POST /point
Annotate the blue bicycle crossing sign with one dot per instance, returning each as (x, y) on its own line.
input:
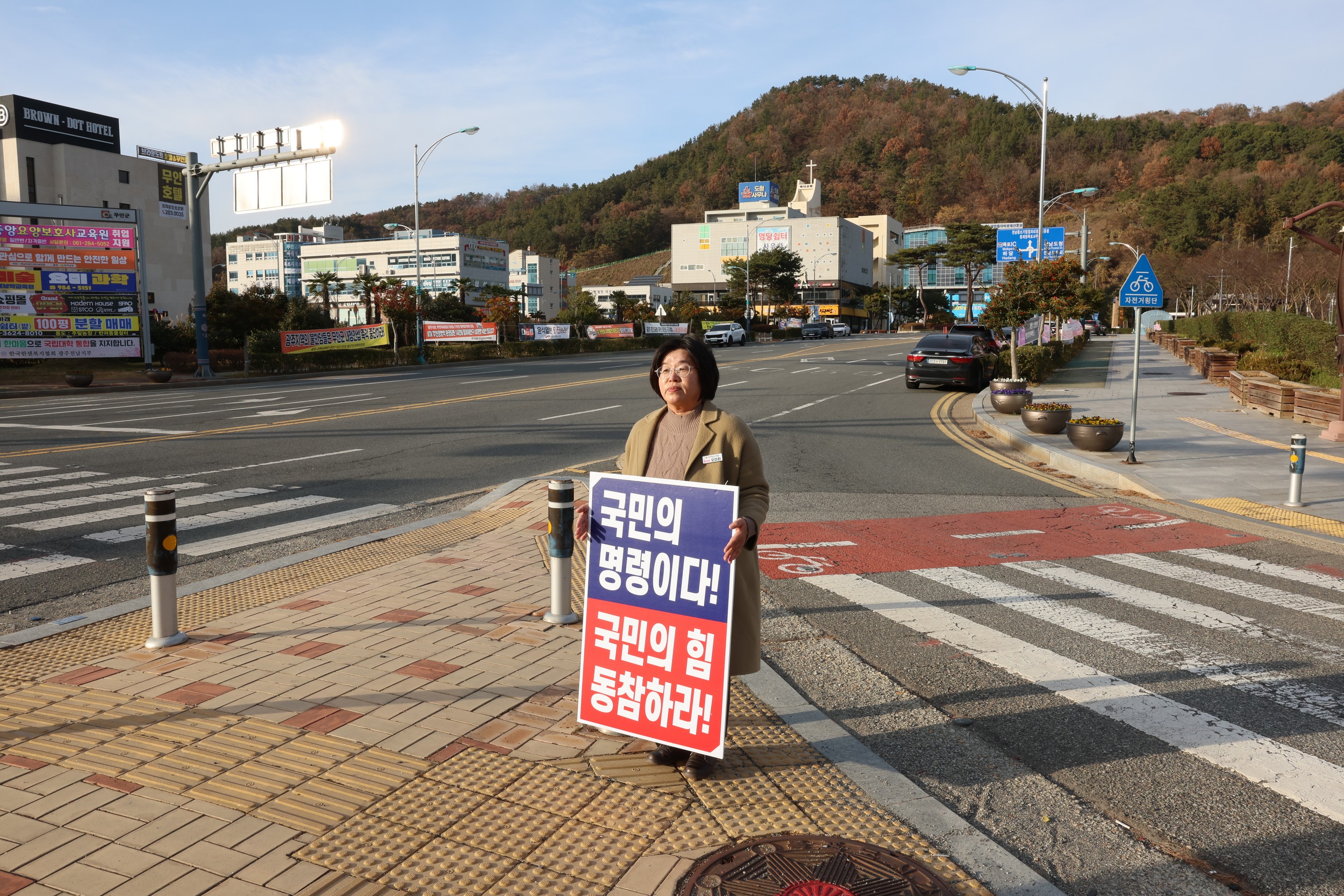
(1142, 288)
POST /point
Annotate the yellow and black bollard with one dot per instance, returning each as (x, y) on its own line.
(162, 560)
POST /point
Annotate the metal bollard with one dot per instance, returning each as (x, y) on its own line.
(162, 560)
(560, 542)
(1296, 464)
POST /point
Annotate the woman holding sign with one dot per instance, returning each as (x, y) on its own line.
(694, 441)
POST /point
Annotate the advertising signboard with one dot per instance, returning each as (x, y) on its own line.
(318, 340)
(658, 610)
(60, 281)
(11, 347)
(1019, 244)
(611, 331)
(470, 332)
(758, 191)
(68, 258)
(538, 332)
(64, 236)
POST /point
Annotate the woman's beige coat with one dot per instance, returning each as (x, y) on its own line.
(722, 433)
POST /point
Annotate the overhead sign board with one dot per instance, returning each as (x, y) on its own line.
(1019, 244)
(658, 612)
(1142, 288)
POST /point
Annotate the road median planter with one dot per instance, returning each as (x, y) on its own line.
(1096, 433)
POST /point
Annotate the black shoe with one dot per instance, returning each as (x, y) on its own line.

================

Task statement —
Line for line, retype the material exactly, omitting any pictures.

Exercise answer —
POST /point
Annotate the blue bicycle crossing sign with one dot per instance, returning each as (x, y) on its own line.
input:
(1142, 288)
POST /point
Annotate the yellow and black bollard with one dot per instance, returning each as (x, y) on its own line.
(162, 560)
POST /point
Annotate the metal bollard with one dot per instance, returning each as (x, y) on its own line.
(162, 560)
(560, 542)
(1296, 464)
POST /point
Annotate the woman holding sign with one dot per instance, returning each as (x, y) on its own line.
(694, 441)
POST /point
Annotate the advertising signboard with one dot per instance, returning each as (x, y) on its own line.
(318, 340)
(658, 610)
(60, 281)
(11, 347)
(1019, 244)
(611, 331)
(470, 332)
(758, 191)
(68, 258)
(538, 332)
(64, 236)
POST /point
Annotate the woman's beige coat with one dot per instance, returning each as (x, y) on its own line.
(722, 433)
POST /point
Annotate the overhead sign board with one dot per instance, returning each as (x, y) on its own line.
(1019, 244)
(658, 612)
(1142, 288)
POST /point
Annotate the road median planter with one dot per instance, returning each as (x, y) on its own line.
(1096, 433)
POST /point
Annotate the black shoe with one dot per instance, returning each as (x, y) on its own line.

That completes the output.